§ PROBLEM STATEMENT
Copy the lines from the one containing "If you could indicate the goal" through the one containing "Target: net mesh", requests included. Raise each answer coordinate by 82, and leave the requests and their sample points unchanged.

■ ■ ■

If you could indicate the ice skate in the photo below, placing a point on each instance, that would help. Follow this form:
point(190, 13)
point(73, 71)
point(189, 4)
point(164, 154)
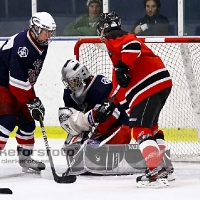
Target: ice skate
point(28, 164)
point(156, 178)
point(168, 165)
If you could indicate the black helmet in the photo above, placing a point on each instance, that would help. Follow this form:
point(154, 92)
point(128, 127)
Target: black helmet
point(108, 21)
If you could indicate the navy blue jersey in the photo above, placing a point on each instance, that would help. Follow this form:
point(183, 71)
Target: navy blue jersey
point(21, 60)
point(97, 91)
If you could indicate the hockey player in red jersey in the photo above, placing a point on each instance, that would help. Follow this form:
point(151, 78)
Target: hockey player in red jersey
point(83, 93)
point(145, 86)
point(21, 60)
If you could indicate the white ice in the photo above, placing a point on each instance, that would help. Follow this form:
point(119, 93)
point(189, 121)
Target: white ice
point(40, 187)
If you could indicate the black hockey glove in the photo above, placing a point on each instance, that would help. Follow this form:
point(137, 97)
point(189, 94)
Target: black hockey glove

■ ■ ■

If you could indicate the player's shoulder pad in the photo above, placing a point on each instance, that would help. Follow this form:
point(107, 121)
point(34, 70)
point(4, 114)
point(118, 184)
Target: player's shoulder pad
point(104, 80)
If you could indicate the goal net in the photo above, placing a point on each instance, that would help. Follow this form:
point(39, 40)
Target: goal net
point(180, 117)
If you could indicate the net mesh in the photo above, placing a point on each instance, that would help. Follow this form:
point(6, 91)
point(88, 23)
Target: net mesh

■ ■ ■

§ EXERCISE SOLUTION
If you could indicate the goal net in the photo above, placing a point on each instance, that would help. Follow this form:
point(39, 40)
Target: goal net
point(262, 199)
If you could indicate the net mesh in the photo above, placing a point on each instance, that would help. Follow this form:
point(6, 91)
point(88, 23)
Target: net mesh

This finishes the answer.